(Exercise details): Wherever the string "curb" appears in the records, return the line that holds it.

*** Information ***

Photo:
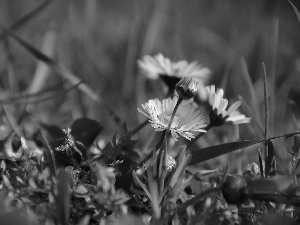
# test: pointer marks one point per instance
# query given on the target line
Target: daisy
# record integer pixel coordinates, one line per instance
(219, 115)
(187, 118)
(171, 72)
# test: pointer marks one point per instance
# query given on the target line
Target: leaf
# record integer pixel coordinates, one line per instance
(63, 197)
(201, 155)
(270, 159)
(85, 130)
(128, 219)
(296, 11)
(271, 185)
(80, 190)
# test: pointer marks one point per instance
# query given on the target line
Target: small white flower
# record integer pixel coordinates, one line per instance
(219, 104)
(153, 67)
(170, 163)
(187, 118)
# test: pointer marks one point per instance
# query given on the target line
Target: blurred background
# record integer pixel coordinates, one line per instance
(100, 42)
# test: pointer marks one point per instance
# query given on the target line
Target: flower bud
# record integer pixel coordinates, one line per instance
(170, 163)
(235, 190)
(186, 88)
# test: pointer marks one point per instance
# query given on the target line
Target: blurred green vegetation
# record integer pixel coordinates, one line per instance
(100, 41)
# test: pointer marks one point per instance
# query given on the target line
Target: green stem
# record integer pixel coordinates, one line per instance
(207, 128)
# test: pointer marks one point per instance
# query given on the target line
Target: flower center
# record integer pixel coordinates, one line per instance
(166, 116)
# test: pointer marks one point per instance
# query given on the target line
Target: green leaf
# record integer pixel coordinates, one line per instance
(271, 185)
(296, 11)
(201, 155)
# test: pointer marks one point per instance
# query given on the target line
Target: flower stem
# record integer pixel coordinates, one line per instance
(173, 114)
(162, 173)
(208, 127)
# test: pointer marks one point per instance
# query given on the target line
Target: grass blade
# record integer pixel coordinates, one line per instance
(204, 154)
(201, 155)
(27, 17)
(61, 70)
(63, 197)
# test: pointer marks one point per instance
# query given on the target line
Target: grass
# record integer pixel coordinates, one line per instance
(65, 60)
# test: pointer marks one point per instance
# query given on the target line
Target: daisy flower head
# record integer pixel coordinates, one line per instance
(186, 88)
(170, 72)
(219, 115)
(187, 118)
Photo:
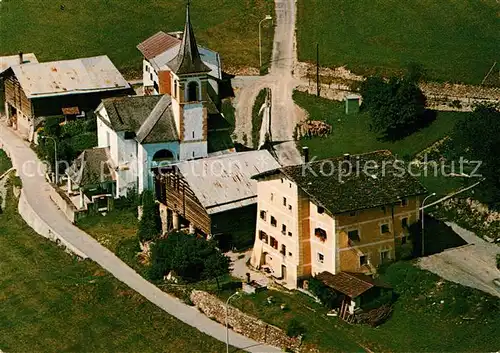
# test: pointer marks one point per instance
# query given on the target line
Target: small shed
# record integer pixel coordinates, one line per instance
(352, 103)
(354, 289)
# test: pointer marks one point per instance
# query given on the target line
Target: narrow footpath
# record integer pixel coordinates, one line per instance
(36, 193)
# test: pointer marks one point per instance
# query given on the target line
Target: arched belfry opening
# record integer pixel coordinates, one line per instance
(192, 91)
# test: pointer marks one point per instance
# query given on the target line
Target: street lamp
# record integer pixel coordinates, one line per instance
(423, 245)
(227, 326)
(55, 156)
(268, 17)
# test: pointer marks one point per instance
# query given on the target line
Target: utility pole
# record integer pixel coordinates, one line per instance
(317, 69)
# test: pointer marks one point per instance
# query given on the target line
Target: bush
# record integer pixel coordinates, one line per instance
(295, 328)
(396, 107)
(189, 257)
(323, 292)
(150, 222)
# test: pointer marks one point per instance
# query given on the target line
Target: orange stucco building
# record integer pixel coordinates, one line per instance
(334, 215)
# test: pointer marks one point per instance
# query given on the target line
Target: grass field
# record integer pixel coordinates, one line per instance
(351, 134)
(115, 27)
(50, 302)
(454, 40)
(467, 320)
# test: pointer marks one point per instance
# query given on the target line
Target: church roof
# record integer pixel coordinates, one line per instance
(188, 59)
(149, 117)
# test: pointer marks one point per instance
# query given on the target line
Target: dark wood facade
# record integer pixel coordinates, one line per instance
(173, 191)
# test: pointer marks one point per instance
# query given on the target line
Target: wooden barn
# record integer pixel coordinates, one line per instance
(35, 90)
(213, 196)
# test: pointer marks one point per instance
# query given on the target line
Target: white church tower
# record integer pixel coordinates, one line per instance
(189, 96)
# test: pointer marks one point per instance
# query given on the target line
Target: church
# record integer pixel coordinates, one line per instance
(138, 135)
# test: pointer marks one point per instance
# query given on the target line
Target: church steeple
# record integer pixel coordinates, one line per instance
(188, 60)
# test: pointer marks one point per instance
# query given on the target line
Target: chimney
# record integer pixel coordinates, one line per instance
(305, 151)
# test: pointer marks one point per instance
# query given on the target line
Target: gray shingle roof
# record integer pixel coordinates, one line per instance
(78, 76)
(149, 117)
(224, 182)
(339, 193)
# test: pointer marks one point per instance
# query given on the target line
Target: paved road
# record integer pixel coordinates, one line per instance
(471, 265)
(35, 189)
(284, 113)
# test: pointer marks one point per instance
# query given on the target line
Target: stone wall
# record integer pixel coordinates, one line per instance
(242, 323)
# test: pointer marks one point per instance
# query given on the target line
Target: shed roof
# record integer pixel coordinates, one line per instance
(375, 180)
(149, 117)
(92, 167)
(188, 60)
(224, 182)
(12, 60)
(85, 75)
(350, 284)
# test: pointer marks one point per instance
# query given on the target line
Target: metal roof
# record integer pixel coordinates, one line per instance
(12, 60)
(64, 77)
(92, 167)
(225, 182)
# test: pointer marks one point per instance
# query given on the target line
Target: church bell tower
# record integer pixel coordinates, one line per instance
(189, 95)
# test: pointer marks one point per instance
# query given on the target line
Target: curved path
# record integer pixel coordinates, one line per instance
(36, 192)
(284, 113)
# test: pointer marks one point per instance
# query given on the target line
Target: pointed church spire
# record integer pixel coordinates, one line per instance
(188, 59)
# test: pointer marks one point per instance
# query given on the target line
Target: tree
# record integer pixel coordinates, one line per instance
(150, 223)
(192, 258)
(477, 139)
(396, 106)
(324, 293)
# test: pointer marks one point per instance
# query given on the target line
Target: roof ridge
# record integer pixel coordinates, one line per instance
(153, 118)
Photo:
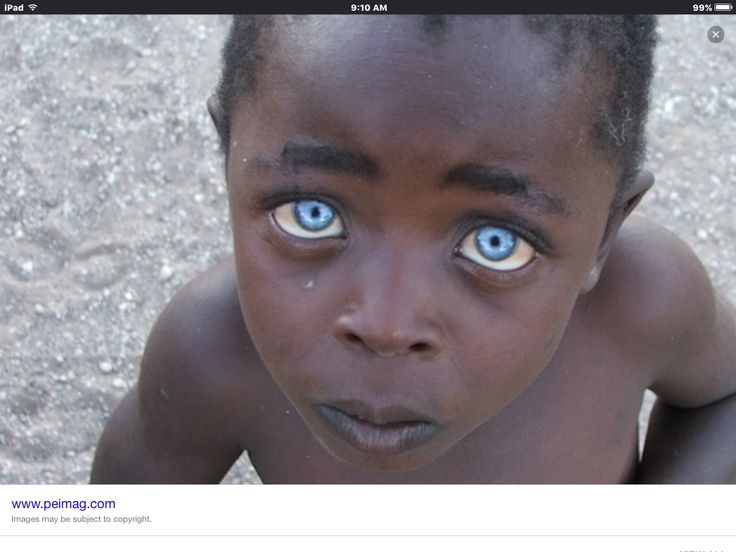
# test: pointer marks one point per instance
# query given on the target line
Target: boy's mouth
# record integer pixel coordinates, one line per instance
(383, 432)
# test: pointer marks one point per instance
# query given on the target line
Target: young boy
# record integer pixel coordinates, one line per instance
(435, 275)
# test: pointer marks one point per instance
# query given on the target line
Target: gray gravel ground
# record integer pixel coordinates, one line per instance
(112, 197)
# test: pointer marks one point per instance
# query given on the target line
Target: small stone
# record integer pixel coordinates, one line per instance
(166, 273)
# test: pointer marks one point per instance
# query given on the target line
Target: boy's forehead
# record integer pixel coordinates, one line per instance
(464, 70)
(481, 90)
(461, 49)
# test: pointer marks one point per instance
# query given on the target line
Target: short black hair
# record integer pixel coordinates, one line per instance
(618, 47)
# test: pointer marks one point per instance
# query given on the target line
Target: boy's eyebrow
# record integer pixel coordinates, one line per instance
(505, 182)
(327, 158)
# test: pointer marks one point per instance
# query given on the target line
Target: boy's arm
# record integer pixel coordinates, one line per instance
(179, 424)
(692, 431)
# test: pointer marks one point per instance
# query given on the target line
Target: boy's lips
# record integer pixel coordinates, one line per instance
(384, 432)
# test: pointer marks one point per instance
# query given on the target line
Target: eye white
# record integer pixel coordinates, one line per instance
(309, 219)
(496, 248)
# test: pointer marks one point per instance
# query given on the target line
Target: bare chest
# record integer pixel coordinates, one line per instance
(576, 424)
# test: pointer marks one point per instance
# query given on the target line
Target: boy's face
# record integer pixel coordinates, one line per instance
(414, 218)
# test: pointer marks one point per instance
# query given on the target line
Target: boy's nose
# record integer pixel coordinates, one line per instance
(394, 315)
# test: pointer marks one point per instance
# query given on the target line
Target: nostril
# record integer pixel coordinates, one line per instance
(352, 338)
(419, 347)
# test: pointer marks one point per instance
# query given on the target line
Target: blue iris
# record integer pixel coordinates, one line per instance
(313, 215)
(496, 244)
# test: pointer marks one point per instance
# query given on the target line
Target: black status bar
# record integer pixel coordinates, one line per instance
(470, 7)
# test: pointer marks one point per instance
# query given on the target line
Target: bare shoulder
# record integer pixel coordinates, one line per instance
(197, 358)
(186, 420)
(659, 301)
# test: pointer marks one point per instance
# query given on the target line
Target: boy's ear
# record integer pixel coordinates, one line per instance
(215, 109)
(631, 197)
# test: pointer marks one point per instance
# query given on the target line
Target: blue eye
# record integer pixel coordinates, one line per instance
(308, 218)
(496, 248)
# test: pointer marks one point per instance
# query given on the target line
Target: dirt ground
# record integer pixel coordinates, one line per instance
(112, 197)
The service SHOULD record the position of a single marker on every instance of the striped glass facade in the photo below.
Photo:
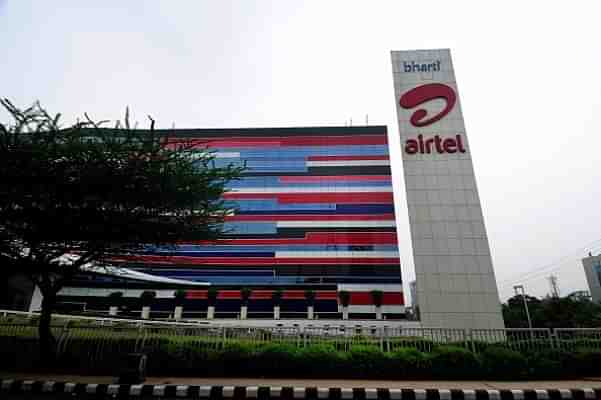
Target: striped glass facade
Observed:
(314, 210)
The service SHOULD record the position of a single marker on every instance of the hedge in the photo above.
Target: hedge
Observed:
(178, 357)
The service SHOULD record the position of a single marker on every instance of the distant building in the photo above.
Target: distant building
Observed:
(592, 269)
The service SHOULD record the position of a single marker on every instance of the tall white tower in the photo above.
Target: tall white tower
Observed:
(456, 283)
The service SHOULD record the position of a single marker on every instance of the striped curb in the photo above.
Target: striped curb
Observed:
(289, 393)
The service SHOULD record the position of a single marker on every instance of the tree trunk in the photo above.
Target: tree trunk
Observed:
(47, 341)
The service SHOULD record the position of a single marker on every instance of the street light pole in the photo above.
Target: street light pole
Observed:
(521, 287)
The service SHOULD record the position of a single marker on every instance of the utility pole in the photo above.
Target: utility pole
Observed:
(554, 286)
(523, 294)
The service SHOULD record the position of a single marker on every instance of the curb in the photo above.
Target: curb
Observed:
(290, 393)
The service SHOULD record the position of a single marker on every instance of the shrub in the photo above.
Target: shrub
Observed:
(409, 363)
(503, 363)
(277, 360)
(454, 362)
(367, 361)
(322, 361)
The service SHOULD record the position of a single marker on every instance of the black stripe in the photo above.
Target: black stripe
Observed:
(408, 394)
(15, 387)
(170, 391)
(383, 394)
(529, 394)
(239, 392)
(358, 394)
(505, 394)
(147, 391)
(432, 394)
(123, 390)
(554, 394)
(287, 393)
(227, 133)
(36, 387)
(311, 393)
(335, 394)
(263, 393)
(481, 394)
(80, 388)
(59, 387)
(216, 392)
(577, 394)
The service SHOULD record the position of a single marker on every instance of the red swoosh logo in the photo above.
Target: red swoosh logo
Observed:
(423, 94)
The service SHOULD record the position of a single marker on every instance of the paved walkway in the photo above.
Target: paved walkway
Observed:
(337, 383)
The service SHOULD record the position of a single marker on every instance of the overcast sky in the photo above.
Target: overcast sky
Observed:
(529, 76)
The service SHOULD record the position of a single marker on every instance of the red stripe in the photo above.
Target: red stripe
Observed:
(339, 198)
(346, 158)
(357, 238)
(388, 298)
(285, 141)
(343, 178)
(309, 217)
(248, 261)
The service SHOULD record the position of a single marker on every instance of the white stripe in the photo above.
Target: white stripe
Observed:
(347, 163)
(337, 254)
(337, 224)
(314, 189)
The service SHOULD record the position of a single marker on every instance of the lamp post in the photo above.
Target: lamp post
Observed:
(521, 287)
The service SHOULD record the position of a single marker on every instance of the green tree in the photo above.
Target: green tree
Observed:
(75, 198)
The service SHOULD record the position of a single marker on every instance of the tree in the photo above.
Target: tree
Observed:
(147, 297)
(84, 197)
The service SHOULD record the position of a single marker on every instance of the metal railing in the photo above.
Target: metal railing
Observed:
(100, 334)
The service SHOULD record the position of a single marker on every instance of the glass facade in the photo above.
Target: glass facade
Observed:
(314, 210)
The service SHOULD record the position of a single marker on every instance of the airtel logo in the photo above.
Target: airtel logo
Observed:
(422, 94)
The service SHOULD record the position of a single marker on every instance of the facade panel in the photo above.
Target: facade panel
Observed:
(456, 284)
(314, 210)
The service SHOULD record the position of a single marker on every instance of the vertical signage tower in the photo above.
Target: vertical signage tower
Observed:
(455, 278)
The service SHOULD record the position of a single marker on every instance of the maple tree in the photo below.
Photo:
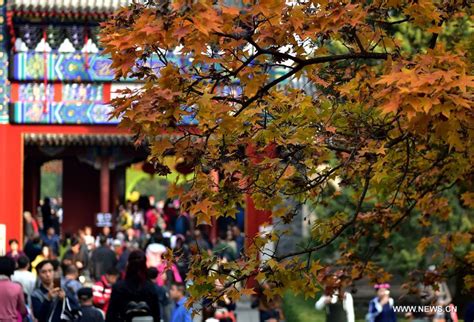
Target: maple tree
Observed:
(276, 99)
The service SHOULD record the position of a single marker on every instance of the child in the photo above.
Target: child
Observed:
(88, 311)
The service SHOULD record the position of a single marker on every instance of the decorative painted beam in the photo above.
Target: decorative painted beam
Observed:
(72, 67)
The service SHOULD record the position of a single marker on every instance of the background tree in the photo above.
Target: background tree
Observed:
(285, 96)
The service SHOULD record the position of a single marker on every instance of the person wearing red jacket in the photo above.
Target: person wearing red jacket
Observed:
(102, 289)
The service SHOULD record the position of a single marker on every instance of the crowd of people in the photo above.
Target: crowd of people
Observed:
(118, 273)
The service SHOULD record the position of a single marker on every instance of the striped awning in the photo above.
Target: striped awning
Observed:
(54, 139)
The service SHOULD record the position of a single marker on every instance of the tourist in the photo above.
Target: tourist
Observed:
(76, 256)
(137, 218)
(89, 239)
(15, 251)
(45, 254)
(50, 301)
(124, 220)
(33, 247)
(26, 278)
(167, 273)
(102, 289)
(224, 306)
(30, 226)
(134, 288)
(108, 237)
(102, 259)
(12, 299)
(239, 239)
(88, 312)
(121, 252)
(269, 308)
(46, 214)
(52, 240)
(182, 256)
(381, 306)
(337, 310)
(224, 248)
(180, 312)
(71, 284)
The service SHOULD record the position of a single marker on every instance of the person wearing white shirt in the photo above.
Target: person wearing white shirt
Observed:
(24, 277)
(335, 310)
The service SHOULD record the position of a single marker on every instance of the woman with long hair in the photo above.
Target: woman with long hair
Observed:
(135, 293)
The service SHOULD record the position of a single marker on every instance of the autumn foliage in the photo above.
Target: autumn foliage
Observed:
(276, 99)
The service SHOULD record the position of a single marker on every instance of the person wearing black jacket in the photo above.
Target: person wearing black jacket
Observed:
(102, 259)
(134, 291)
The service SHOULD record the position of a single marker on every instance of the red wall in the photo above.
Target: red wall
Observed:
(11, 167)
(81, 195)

*** End of Information ***

(Written response):
The service SHOULD record the position of a single marker on every instance of the striped curb in the photo above.
Target: striped curb
The service SHOULD record the position of a single marker on every instance of the curb in the photo above.
Target: curb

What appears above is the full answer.